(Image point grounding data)

--

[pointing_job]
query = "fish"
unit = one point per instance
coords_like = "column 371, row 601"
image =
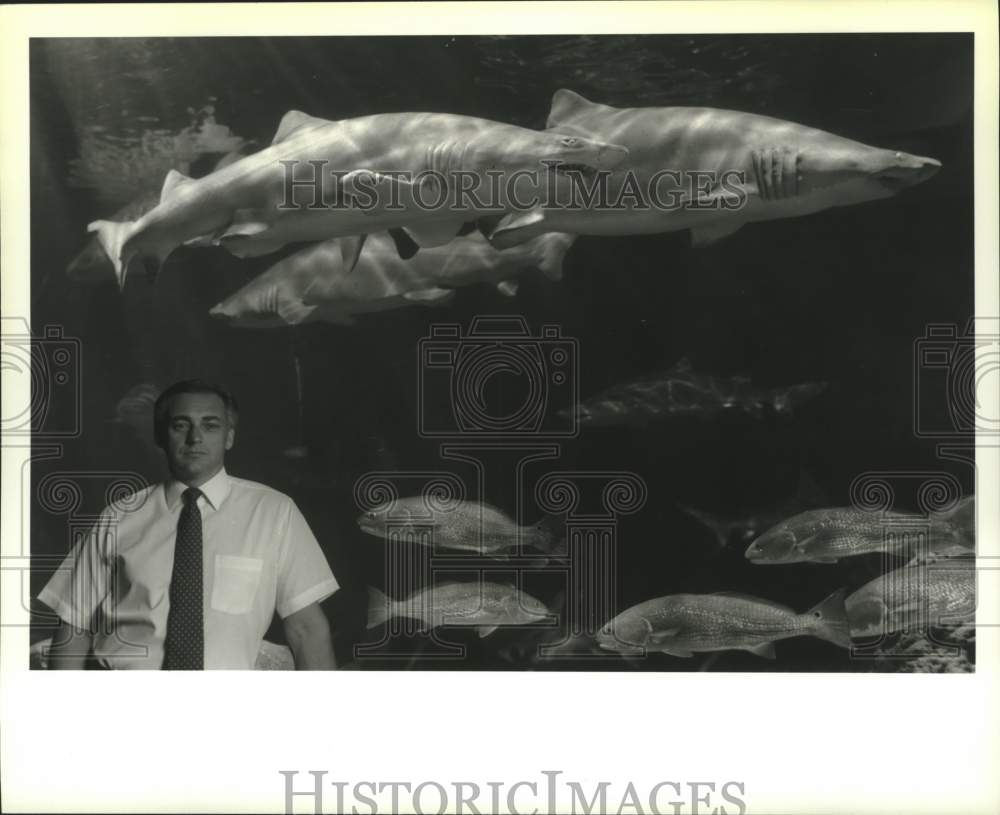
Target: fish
column 914, row 598
column 92, row 264
column 316, row 284
column 744, row 529
column 755, row 168
column 463, row 525
column 243, row 208
column 680, row 391
column 682, row 624
column 828, row 535
column 484, row 606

--

• What the exercise asks:
Output a faithful copy of the data, with each picture left out.

• Solution to this task:
[pointing_job]
query = "fish"
unit = one point per instance
coords_like = "column 371, row 601"
image =
Target: fish
column 914, row 598
column 92, row 264
column 316, row 284
column 744, row 529
column 755, row 168
column 463, row 525
column 243, row 208
column 680, row 391
column 682, row 624
column 828, row 535
column 484, row 606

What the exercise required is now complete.